▶ [Task details]: Recast every line of the items below as a Markdown table with the columns "No." and "Line", numbering the rows in order and leaving out blank lines.

Start of Dataset records

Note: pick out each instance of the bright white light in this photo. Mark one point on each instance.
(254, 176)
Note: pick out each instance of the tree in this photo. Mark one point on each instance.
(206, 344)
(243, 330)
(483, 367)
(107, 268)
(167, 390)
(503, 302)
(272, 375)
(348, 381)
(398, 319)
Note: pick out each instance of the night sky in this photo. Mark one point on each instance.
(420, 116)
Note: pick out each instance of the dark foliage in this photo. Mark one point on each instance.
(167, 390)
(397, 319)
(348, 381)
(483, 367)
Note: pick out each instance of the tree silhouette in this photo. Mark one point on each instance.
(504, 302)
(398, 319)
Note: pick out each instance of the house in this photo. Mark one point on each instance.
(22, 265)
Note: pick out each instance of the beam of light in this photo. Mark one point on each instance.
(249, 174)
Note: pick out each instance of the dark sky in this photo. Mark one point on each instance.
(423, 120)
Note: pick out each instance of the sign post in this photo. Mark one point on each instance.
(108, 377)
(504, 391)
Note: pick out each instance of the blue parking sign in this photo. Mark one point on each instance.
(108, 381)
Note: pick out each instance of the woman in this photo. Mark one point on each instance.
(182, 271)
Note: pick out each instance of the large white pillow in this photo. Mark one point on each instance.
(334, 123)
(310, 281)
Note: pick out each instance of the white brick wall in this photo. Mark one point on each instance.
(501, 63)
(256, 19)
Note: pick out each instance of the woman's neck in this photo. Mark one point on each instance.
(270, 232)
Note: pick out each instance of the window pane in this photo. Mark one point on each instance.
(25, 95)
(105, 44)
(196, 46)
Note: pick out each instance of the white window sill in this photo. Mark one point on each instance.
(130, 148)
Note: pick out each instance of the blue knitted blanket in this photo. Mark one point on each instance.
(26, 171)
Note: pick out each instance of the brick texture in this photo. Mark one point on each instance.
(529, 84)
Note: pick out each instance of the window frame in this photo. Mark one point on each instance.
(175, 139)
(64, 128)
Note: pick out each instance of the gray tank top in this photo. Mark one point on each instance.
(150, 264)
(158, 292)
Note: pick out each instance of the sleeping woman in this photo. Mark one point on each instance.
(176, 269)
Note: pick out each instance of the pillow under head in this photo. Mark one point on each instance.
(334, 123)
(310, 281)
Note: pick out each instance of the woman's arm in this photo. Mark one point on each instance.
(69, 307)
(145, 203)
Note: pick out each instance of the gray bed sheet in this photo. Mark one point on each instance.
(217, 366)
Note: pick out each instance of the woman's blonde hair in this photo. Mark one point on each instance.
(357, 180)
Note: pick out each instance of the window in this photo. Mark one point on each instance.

End of Dataset records

▶ [Written answer]:
| No. | Line |
|---|---|
| 1 | Note: pick out each instance of the bright white light in this photo. Mark one point on each instance. |
| 2 | (254, 176) |
| 3 | Note: pick out each instance of the tree in this photo. Mark one point on each instance. |
| 4 | (206, 344) |
| 5 | (243, 330) |
| 6 | (483, 367) |
| 7 | (107, 268) |
| 8 | (167, 390) |
| 9 | (503, 302) |
| 10 | (272, 375) |
| 11 | (348, 381) |
| 12 | (398, 319) |
| 13 | Note: pick out each instance of the night sky in this photo. Mark one point on each instance. |
| 14 | (420, 116) |
| 15 | Note: pick out each instance of the dark foliage in this photo. Mark one point on each instance. |
| 16 | (167, 390) |
| 17 | (397, 319) |
| 18 | (348, 381) |
| 19 | (483, 367) |
| 20 | Note: pick out each instance of the tree silhouette in this photo. Mark one point on each instance. |
| 21 | (504, 302) |
| 22 | (398, 319) |
| 23 | Note: pick out each instance of the house in this photo. Mark one point on each instance. |
| 24 | (22, 265) |
| 25 | Note: pick out each instance of the beam of light in this photo. Mark one point on each instance. |
| 26 | (249, 174) |
| 27 | Note: pick out each instance of the dark sky in this photo. Mark one point on each instance. |
| 28 | (423, 120) |
| 29 | Note: pick out each instance of the sign post in this photo. Mark one point on each instance. |
| 30 | (108, 377) |
| 31 | (504, 391) |
| 32 | Note: pick out each instance of the blue parking sign in this photo. Mark one point on each instance. |
| 33 | (108, 381) |
| 34 | Note: pick out each instance of the woman in this photo. Mark one point on each instance. |
| 35 | (182, 271) |
| 36 | Note: pick out each instance of the large white pillow in this photo. Mark one point on each instance. |
| 37 | (334, 123) |
| 38 | (310, 281) |
| 39 | Note: pick out each instance of the white brick wall in this photo. Mark one point on each instance. |
| 40 | (501, 63) |
| 41 | (256, 19) |
| 42 | Note: pick out each instance of the woman's neck in this photo. Mark one point on each instance. |
| 43 | (270, 232) |
| 44 | Note: pick out each instance of the window pane in this photo. Mark one point on each instance. |
| 45 | (25, 95) |
| 46 | (105, 44) |
| 47 | (196, 46) |
| 48 | Note: pick out each instance of the white window sill in this photo. Mark one point on each instance. |
| 49 | (130, 148) |
| 50 | Note: pick out each instance of the blue knitted blanket in this photo. Mark one point on each instance. |
| 51 | (26, 171) |
| 52 | Note: pick out each instance of the brick texture in this photo. Mark one point on each instance. |
| 53 | (529, 84) |
| 54 | Note: pick out each instance of the window frame in this photo. Mark one point on each instance. |
| 55 | (175, 139) |
| 56 | (64, 128) |
| 57 | Note: pick out each instance of the gray tank top in this photo. Mark one point on each instance. |
| 58 | (150, 264) |
| 59 | (158, 292) |
| 60 | Note: pick out each instance of the sleeping woman in this photo. Mark one point on each instance. |
| 61 | (176, 269) |
| 62 | Note: pick out each instance of the pillow under head in this photo. Mark one point on each instance. |
| 63 | (334, 123) |
| 64 | (310, 281) |
| 65 | Note: pick out each instance of the woman's arm in this photo. Mark one point on each instance. |
| 66 | (69, 307) |
| 67 | (145, 203) |
| 68 | Note: pick out each instance of the gray bed sheet in this photo. Mark one point on each instance. |
| 69 | (217, 366) |
| 70 | Note: pick out each instance of the woman's blonde hair in this photo. Mark one point on each instance. |
| 71 | (357, 180) |
| 72 | Note: pick out each instance of the window in this photo. Mark one point on each instance. |